*Your instructions*: Transcribe every entry word for word, leaving out all images.

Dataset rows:
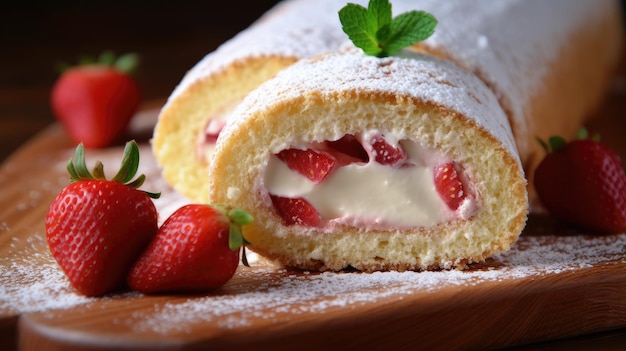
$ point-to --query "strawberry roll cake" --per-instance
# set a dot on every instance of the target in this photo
(346, 160)
(549, 64)
(199, 106)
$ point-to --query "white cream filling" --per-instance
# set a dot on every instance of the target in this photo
(371, 193)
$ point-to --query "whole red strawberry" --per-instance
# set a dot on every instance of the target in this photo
(583, 183)
(196, 250)
(96, 228)
(96, 101)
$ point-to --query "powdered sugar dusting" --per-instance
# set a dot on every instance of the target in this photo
(31, 281)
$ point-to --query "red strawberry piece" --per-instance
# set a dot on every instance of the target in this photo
(583, 183)
(449, 184)
(385, 153)
(312, 164)
(349, 145)
(296, 211)
(196, 250)
(96, 227)
(95, 102)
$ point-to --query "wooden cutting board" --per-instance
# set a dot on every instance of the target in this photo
(553, 283)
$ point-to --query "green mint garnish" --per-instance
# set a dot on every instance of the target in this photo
(378, 34)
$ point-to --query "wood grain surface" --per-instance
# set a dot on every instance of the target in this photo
(555, 283)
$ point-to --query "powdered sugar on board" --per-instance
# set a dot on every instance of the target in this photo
(280, 293)
(31, 281)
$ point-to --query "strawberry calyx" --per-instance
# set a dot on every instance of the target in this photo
(126, 63)
(237, 218)
(78, 171)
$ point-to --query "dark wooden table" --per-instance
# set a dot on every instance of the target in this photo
(170, 36)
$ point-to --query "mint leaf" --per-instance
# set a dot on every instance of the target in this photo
(410, 28)
(356, 22)
(378, 34)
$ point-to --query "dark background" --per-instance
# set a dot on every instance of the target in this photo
(170, 36)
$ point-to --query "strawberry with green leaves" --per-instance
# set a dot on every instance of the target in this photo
(96, 100)
(97, 227)
(196, 250)
(582, 182)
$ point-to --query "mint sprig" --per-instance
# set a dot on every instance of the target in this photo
(378, 34)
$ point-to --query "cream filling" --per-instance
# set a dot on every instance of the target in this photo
(371, 193)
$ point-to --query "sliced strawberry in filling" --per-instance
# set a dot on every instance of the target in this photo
(296, 211)
(449, 184)
(385, 153)
(310, 163)
(377, 166)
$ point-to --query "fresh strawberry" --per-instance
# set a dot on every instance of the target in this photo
(96, 101)
(582, 182)
(312, 164)
(449, 184)
(385, 153)
(296, 211)
(196, 250)
(96, 227)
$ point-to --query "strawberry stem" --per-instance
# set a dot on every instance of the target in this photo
(236, 239)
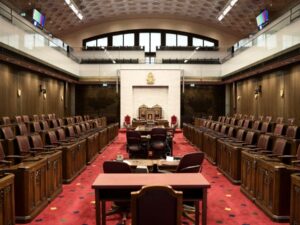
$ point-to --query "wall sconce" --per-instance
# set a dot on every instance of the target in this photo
(281, 93)
(257, 91)
(43, 89)
(19, 93)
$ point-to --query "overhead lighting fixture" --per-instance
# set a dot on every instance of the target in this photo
(74, 8)
(229, 5)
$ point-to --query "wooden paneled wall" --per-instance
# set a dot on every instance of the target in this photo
(202, 101)
(269, 102)
(98, 100)
(31, 100)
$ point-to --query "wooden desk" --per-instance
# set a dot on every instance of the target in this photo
(112, 187)
(144, 129)
(161, 163)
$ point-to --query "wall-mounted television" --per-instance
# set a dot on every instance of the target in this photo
(262, 19)
(38, 18)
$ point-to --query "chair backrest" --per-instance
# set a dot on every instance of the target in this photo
(51, 137)
(279, 129)
(217, 127)
(83, 127)
(78, 129)
(35, 118)
(71, 131)
(293, 132)
(173, 120)
(23, 144)
(7, 132)
(233, 121)
(265, 127)
(36, 127)
(36, 141)
(231, 132)
(298, 152)
(190, 163)
(240, 123)
(154, 205)
(2, 154)
(53, 123)
(158, 134)
(43, 117)
(127, 120)
(60, 122)
(280, 146)
(247, 123)
(240, 134)
(291, 121)
(25, 118)
(250, 137)
(268, 119)
(18, 119)
(256, 125)
(116, 167)
(61, 134)
(223, 129)
(279, 120)
(44, 124)
(263, 141)
(22, 129)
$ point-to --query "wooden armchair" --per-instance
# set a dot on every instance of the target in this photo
(159, 205)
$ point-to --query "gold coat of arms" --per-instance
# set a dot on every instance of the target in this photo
(150, 78)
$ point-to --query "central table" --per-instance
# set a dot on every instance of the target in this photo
(117, 187)
(161, 163)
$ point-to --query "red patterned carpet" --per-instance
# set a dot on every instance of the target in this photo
(76, 204)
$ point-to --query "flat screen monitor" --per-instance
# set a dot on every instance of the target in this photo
(38, 18)
(262, 19)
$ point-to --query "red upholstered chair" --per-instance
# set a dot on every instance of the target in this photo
(18, 119)
(127, 121)
(174, 122)
(156, 205)
(134, 145)
(6, 120)
(191, 163)
(158, 143)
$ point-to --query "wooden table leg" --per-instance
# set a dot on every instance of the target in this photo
(97, 203)
(103, 213)
(204, 206)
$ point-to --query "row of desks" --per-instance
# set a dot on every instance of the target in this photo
(118, 187)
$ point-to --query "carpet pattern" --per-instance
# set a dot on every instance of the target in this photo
(76, 204)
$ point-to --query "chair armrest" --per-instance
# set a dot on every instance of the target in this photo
(6, 162)
(33, 153)
(250, 146)
(296, 162)
(265, 152)
(50, 146)
(14, 156)
(36, 149)
(272, 155)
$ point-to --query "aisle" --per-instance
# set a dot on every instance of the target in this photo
(76, 204)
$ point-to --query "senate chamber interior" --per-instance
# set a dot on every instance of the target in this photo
(149, 112)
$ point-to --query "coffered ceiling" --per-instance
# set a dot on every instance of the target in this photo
(239, 21)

*Worked solution*:
$ point-to --query "strawberry roll cake" --per-instance
# set a dot on every instance of the target in this photo
(346, 160)
(549, 64)
(199, 106)
$ point-to --query "white cream filling" --per-instance
# set a dot on every instance of the target in this photo
(371, 193)
$ point-to --query "whole red strawberry" --per-instance
# set a dot on every instance of the target in this photo
(583, 183)
(196, 250)
(96, 228)
(96, 101)
$ point-to --query "powdered sugar dusting" --per-instance
# set a dot on every instance of the target in this photo
(31, 281)
$ point-to --query "red strawberry piece" --per-instance
# set a dot on every instance of the target in this photo
(583, 183)
(449, 184)
(385, 153)
(312, 164)
(349, 145)
(296, 211)
(196, 250)
(96, 227)
(95, 102)
$ point-to --query "wooden cutting board" --per-instance
# set a dot on every instance of the target in this photo
(553, 283)
$ point-to --query "green mint garnish" --per-instance
# set a dot on every instance of the target in this photo
(378, 34)
$ point-to --query "wood grain surface" --per-instance
# set a dot on every instance of the target in this photo
(555, 283)
$ point-to --query "powdered sugar on board" --per-instance
# set a dot on every instance of the target in this photo
(280, 293)
(31, 281)
$ point-to --query "strawberry calyx" --per-instance
# set a dot on every instance of the target in this photo
(126, 63)
(237, 218)
(78, 171)
$ point-to --query "dark wooden table" --per-instance
# set a dot on every instance of the target in this photo
(170, 36)
$ point-to --query "mint leaf" --per-instance
# set a dot on every instance of the target in this photo
(410, 28)
(356, 22)
(378, 34)
$ point-to --query "dark background" --per-instance
# set a dot on every instance of the target in this photo
(170, 36)
$ point-to --query "strawberry with green leaves" --per-instance
# set a dot on every instance of the target in this photo
(96, 100)
(97, 227)
(196, 250)
(582, 182)
$ point-to --query "mint sprig" --per-instance
# set a dot on every instance of the target in this photo
(378, 34)
$ point-to --query "cream filling" --per-instance
# set a dot on every instance of the target in this photo
(371, 193)
$ point-to --query "sliced strawberry in filling" --per-instance
# set a dot on every instance of the target in this photo
(296, 211)
(449, 184)
(385, 153)
(310, 163)
(377, 166)
$ point-to --query "fresh strawberry" --per-instance
# set a dot on every instance of the target in this photo
(96, 101)
(582, 182)
(312, 164)
(449, 184)
(385, 153)
(296, 211)
(196, 250)
(96, 227)
$ point-to --query "strawberry stem" --per-instance
# set a dot on every instance of the target in this photo
(236, 239)
$ point-to --query "wall sconce" --per-instance
# set a dot on every instance of the target in this photo
(281, 93)
(257, 91)
(43, 89)
(19, 93)
$ point-to --query "overhead lighting fixture" --per-instance
# set a dot on every instance of the target in this photo
(74, 8)
(229, 5)
$ point-to --query "wooden paneled wall" --per-instance
# set a dot on every instance of the target in this photo
(202, 101)
(269, 102)
(98, 100)
(31, 100)
$ point-to --query "wooden desk" --per-instance
# set a dot on every instance of the target in this photo
(112, 187)
(144, 129)
(161, 163)
$ point-to --query "wall-mounted television" --per-instance
# set a dot on every instance of the target in this photo
(262, 19)
(38, 18)
$ point-to --query "chair backrest" --per-instance
# set a dot on every instance of the target in this photo
(51, 137)
(279, 129)
(217, 127)
(83, 127)
(78, 129)
(35, 118)
(71, 131)
(293, 132)
(173, 120)
(23, 144)
(7, 132)
(233, 121)
(265, 127)
(36, 127)
(36, 141)
(231, 132)
(298, 152)
(190, 163)
(240, 123)
(154, 205)
(2, 154)
(53, 123)
(158, 134)
(43, 117)
(127, 120)
(60, 122)
(280, 146)
(247, 123)
(240, 134)
(291, 121)
(25, 118)
(250, 137)
(268, 119)
(18, 119)
(256, 125)
(116, 167)
(61, 134)
(223, 129)
(279, 120)
(44, 124)
(263, 141)
(22, 129)
$ point-to --query "wooden armchair" --per-instance
# set a dot on every instance of the target in this photo
(159, 205)
$ point-to --query "gold coat of arms" --per-instance
# set a dot on every instance of the target in this photo
(150, 78)
$ point-to --query "central table" --per-instance
# set a dot on every instance of the target in this photo
(117, 187)
(161, 163)
$ point-to --query "red patterned carpet" --per-instance
# set a dot on every instance of the target in this photo
(76, 204)
$ point-to --query "flat screen monitor" --per-instance
# set a dot on every instance of the target in this photo
(38, 18)
(262, 19)
$ point-to --query "red upholstered chair" --per-instance
# set a dot on every instance of the target in this photo
(18, 119)
(127, 121)
(174, 122)
(156, 205)
(134, 145)
(6, 120)
(191, 163)
(158, 143)
$ point-to --query "wooden table leg" --per-instance
# set a dot on every instance of the target in this photo
(97, 203)
(103, 213)
(204, 206)
$ point-to --query "row of desks" --per-instance
# set a dot on every instance of the target in this photo
(118, 187)
$ point-to --query "carpet pattern" --per-instance
# set a dot on every instance of the target in this photo
(76, 204)
$ point-to --query "chair armrest" --per-instance
# set a dot on every instance of the target in this photo
(6, 162)
(33, 153)
(250, 146)
(296, 162)
(265, 152)
(50, 146)
(14, 156)
(36, 149)
(272, 155)
$ point-to --query "aisle" --per-instance
# set a dot on every instance of the target in this photo
(76, 204)
$ point-to --query "senate chamber interior" --per-instance
# set a dot on every instance of the target in this photo
(149, 112)
$ point-to --query "coffered ceiling" --per-instance
# set a dot on every instance of the target in this photo
(239, 21)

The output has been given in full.